PROBLEM STATEMENT — Please list the stages of the electoral chain of events named in the passage below on election disputes in Nigeria, in the order given.

SELECTED EXCERPT Start Marker

From the constitutional duty of the courts and the conduct of the contestants, electoral umpire and security agencies, the courts are expected to play a stabilising role in democratic consolidation. It is therefore a fundamental aphorism that the effectiveness of the courts in resolving election disputes contributes in no small measure to the consolidation of democratic values in Nigeria. The effective interpretation and adjudication of election disputes also strengthens the rule of law. But how have the courts advanced or discharged this stabilising role? Have the majority of Nigerians been satisfied with the decisions of the courts on major election cases? The answer to the last poser is an obvious no. Why is there a huge disconnect between the decision of the tribunals and the notion of the majority of Nigerians on the justice of the cases? What is the goal and ultimate end of electoral dispute adjudication?  These posers need to be resolved going forward for the sustenance of democracy.

Like the categorical syllogism constructed from the premises, up the middle term and the conclusion, the poser is raised; what should the courts seek to do in electoral dispute adjudication? By establishing what the courts should do, an objective crucible to determine whether the judgments met the mark would have been erected. It is posited that electoral adjudication is part of a chain of events that starts with the registration of voters, voting, the announcement of results and the challenge to the results based on a claim of substantial non-compliance, corruption, etc., being part of the last value point in the chain. A chain is as strong as its weakest point. It is further posited that the goal of the entire electoral value chain is to make the vote count so that the wish of the electorate is reflected in the occupancy of elective positions. Thus, the process from the registration of voters up to the legal challenge before the tribunals is geared to make the votes count. All the laws, policies, rules, guides and forms that regulate electioneering and the work of the tribunals and courts are all procedures and processes meant to facilitate the achievement of the ultimate end.

SELECTED EXCERPT End Marker
PROVIDED RECORDS Start Marker

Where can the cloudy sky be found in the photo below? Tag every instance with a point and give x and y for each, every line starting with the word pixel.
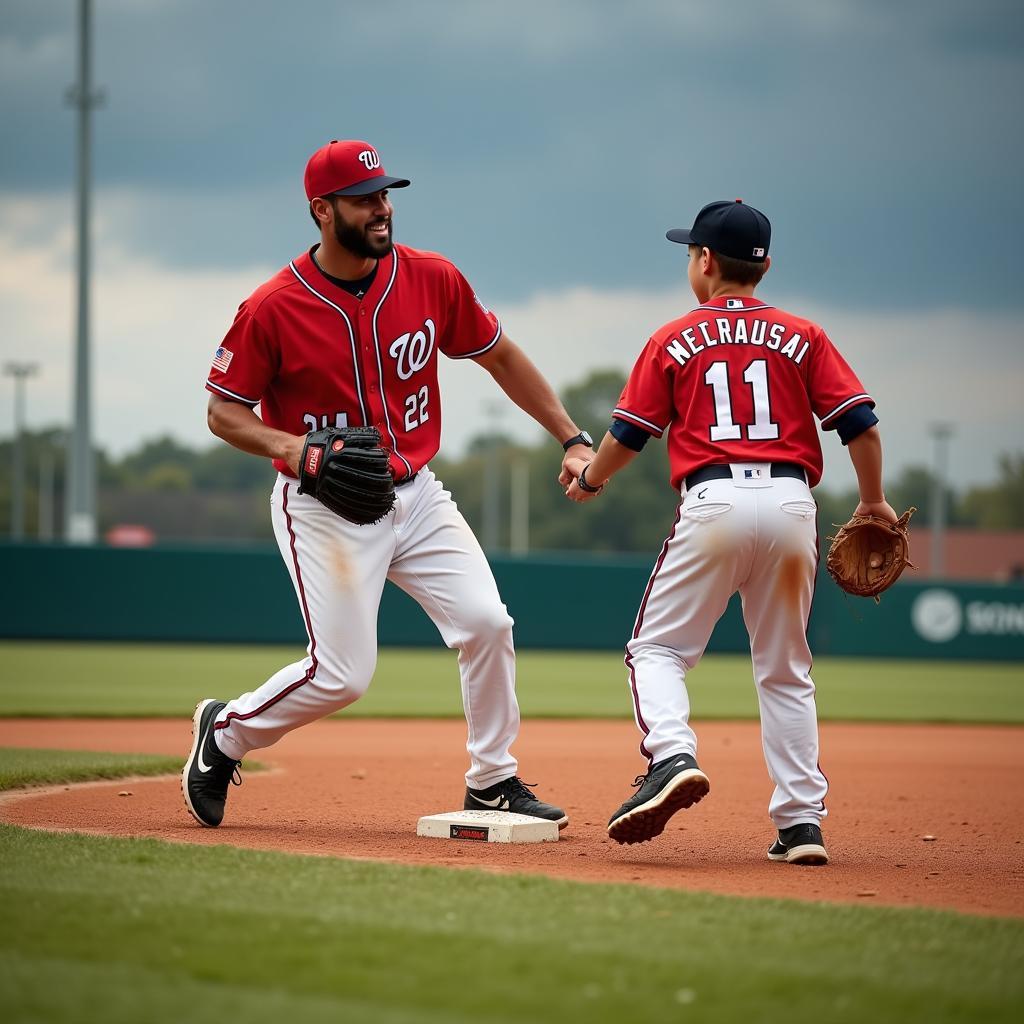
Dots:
pixel 550 145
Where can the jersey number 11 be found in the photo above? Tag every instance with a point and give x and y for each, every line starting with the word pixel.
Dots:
pixel 724 429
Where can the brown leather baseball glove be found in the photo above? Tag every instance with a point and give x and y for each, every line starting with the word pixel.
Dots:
pixel 868 554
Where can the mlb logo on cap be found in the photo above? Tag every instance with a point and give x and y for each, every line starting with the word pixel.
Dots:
pixel 729 228
pixel 348 167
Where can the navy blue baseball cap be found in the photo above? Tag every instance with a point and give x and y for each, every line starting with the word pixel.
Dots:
pixel 730 228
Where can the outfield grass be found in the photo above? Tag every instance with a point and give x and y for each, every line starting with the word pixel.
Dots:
pixel 87 679
pixel 139 930
pixel 20 766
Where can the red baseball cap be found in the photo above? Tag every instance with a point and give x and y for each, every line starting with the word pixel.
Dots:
pixel 348 167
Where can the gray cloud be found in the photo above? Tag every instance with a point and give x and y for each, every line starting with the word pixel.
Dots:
pixel 552 143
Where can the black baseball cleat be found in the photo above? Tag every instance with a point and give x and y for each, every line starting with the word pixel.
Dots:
pixel 511 795
pixel 669 786
pixel 800 845
pixel 208 772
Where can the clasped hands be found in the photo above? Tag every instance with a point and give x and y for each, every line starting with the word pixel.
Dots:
pixel 572 466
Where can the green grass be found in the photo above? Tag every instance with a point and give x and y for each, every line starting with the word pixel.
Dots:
pixel 19 766
pixel 86 679
pixel 141 930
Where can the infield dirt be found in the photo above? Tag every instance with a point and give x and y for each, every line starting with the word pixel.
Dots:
pixel 919 815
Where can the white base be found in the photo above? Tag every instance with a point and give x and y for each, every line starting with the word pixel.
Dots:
pixel 487 826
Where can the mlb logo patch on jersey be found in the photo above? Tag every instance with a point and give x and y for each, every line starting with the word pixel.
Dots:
pixel 222 359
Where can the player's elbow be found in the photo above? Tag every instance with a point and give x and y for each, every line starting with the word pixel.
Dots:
pixel 215 416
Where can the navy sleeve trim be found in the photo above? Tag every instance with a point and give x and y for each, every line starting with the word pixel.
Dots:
pixel 629 434
pixel 854 422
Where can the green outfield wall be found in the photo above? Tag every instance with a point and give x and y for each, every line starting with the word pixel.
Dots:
pixel 244 595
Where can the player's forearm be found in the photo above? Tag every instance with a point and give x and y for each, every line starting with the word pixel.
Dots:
pixel 523 383
pixel 610 458
pixel 865 454
pixel 243 429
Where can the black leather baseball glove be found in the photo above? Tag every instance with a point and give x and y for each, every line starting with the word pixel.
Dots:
pixel 347 470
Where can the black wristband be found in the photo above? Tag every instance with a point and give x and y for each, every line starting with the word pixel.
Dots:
pixel 584 485
pixel 581 438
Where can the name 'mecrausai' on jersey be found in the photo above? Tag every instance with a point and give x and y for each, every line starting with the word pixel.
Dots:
pixel 723 331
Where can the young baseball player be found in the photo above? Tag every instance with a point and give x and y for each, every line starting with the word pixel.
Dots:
pixel 348 334
pixel 736 383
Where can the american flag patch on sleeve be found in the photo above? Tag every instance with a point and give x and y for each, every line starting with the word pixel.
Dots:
pixel 222 359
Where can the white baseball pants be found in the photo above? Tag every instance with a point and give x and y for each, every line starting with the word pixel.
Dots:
pixel 758 535
pixel 338 570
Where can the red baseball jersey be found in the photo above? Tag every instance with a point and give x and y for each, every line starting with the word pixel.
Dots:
pixel 311 355
pixel 736 380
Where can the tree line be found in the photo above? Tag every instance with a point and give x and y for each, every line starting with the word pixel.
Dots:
pixel 219 494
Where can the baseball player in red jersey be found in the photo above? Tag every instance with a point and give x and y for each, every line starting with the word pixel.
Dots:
pixel 736 383
pixel 348 334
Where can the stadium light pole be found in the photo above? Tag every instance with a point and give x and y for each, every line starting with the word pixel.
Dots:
pixel 81 514
pixel 20 372
pixel 941 432
pixel 492 477
pixel 519 506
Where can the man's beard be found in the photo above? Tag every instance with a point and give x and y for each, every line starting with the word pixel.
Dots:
pixel 358 242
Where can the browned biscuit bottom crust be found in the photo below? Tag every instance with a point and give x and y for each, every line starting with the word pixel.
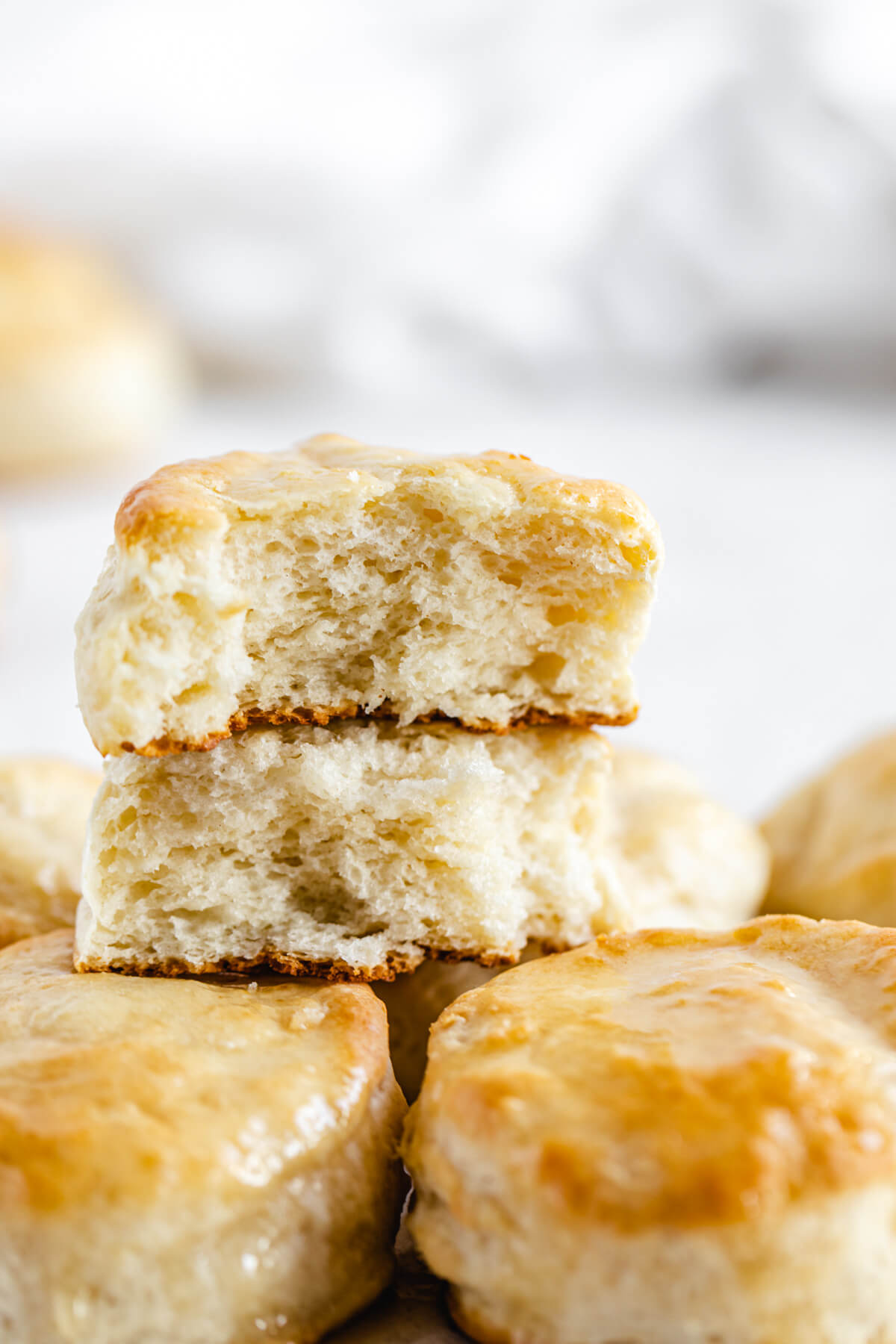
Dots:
pixel 285 962
pixel 321 715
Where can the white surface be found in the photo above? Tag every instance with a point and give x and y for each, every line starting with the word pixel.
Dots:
pixel 773 644
pixel 418 193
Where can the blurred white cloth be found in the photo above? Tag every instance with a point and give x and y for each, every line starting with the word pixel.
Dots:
pixel 374 196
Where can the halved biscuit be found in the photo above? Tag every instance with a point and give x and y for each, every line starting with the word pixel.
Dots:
pixel 43 816
pixel 833 841
pixel 676 856
pixel 187 1162
pixel 354 851
pixel 336 579
pixel 668 1137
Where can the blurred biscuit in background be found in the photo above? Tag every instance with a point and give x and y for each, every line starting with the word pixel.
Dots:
pixel 833 841
pixel 43 815
pixel 87 373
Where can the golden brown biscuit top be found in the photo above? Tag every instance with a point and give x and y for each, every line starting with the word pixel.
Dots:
pixel 672 1077
pixel 839 827
pixel 127 1090
pixel 340 472
pixel 54 296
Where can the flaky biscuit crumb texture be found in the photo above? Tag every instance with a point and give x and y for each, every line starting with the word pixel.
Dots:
pixel 665 1137
pixel 676 856
pixel 188 1160
pixel 361 848
pixel 43 815
pixel 336 579
pixel 835 840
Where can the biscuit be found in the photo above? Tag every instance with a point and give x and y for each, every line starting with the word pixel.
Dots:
pixel 833 841
pixel 186 1162
pixel 85 373
pixel 355 851
pixel 676 858
pixel 668 1137
pixel 336 579
pixel 43 813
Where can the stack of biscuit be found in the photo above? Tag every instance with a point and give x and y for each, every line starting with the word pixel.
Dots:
pixel 347 700
pixel 348 706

PROVIDED RECORDS End Marker

RESULT OF THIS EXERCISE —
1. The registration of voters
2. Voting
3. The announcement of results
4. The challenge to the results based on a claim of substantial non-compliance, corruption, etc.